Count the lines in the items below containing the word "that", and give only the number.

Task inputs –
↓↓↓
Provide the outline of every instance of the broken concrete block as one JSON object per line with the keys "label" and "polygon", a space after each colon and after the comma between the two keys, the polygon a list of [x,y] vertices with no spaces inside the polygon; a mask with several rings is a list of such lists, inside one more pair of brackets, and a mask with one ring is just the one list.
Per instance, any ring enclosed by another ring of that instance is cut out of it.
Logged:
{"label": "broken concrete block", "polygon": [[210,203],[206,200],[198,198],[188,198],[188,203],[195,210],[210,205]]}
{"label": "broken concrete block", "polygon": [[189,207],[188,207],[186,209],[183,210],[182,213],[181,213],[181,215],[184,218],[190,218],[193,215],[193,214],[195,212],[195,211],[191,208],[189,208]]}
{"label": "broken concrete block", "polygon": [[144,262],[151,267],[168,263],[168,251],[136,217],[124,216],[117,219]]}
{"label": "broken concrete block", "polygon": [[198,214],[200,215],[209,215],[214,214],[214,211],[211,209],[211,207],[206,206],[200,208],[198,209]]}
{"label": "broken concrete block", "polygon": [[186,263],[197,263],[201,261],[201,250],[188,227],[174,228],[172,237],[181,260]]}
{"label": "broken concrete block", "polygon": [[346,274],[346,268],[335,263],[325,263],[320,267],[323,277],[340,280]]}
↑↑↑
Output below –
1